══ Task material ══
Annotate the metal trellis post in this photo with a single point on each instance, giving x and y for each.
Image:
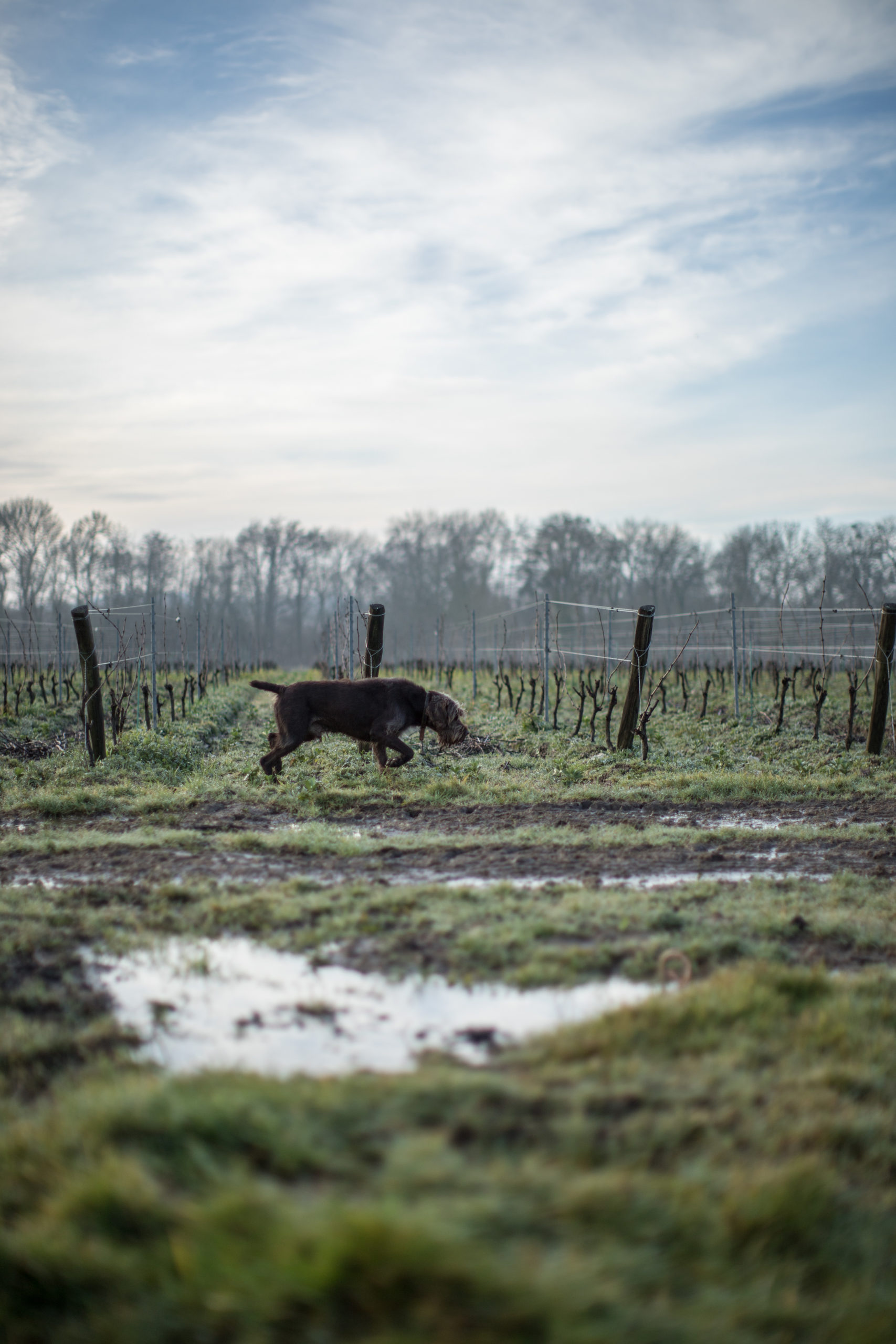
(152, 655)
(351, 637)
(547, 659)
(734, 654)
(743, 648)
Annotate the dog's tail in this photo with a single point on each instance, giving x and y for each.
(268, 686)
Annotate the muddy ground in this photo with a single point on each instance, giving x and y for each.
(450, 820)
(722, 858)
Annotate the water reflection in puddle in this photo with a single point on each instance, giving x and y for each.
(237, 1004)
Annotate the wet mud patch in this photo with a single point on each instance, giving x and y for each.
(233, 1003)
(719, 858)
(581, 815)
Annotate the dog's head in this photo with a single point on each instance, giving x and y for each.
(445, 717)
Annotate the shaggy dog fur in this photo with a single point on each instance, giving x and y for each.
(375, 710)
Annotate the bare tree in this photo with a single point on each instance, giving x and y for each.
(30, 536)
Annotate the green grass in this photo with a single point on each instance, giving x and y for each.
(716, 1164)
(719, 759)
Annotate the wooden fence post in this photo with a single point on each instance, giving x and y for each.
(880, 705)
(93, 686)
(641, 648)
(374, 644)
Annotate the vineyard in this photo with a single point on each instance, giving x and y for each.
(692, 814)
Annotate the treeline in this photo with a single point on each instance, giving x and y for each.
(276, 585)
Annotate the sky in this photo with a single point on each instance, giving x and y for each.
(340, 261)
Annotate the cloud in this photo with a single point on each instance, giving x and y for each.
(523, 239)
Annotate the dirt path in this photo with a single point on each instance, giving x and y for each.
(762, 853)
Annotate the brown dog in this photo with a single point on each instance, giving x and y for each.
(375, 710)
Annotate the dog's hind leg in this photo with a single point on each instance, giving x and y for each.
(273, 761)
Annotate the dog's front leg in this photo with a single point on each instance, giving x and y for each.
(405, 753)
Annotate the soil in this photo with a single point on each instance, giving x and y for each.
(753, 853)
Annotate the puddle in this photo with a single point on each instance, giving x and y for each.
(452, 879)
(742, 820)
(237, 1004)
(679, 879)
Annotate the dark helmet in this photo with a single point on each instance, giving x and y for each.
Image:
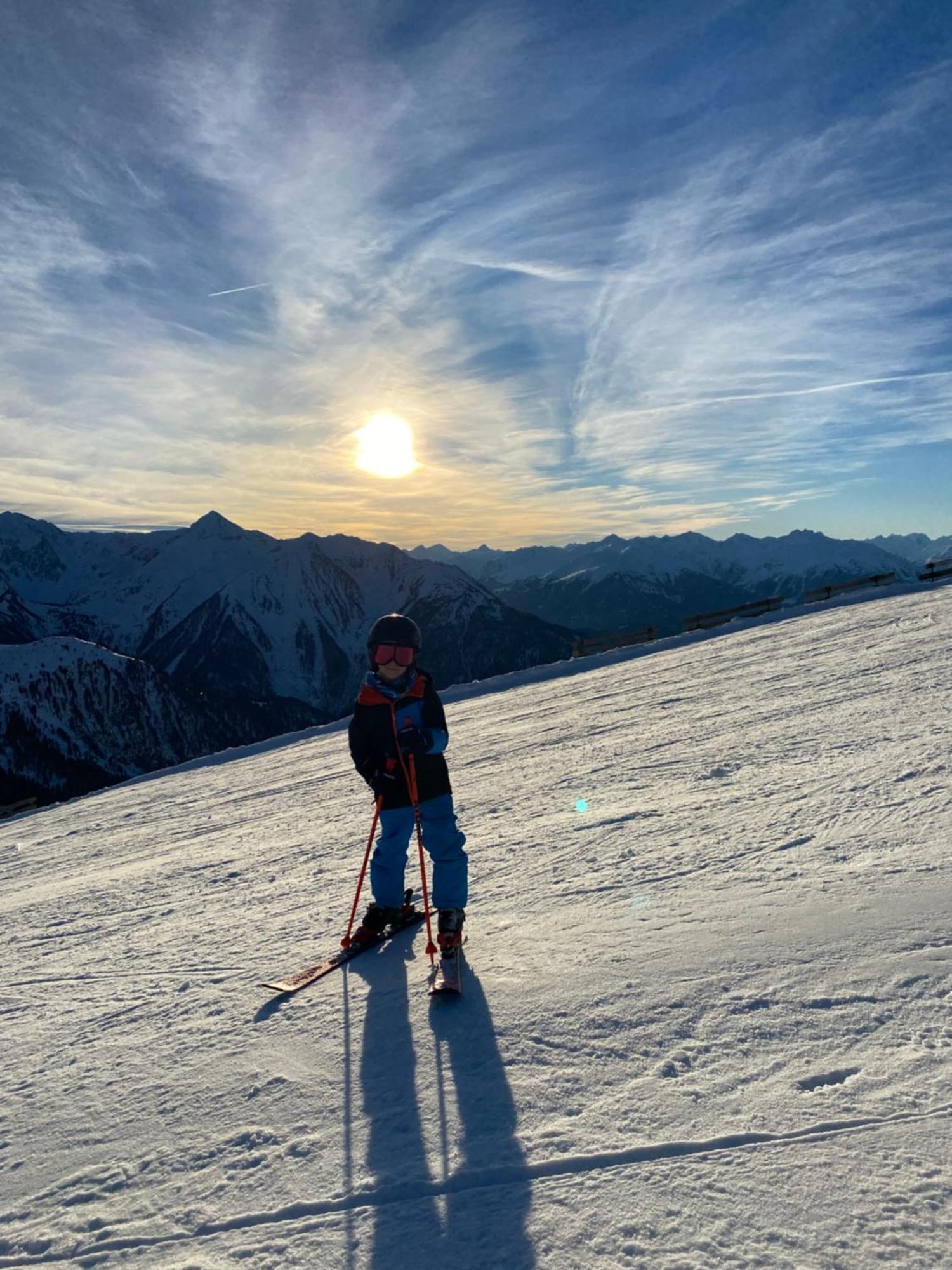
═══
◆ **Given problem**
Rewrite the stretch of the material from the line containing "Annotate the dirt" through the end of the material, replacing "in this photo" with "in this image" throughout and leaving everything else unchanged. Omit the pictures from the answer.

◆ **Task result**
Annotate the dirt path in this image with a single point on each instance, giving x and y for each.
(762, 853)
Annotate the brown dog in this image with a single point on each instance, giving x and y for each.
(375, 710)
Annotate the dog's hind leg in this image with a single point on each instance, giving x and y for each.
(273, 761)
Annotate the dog's front leg in this image with a single point on each instance, giving x and y for each.
(405, 753)
Annotate the soil in this image with a single point on each instance, giving x and y for each.
(753, 853)
Annotate the puddle in this image with a single point on each instance, giving x and y for each.
(452, 879)
(742, 820)
(237, 1004)
(679, 879)
Annotate the dark helmet in this image with a single point on each instance, giving x and y for each.
Image:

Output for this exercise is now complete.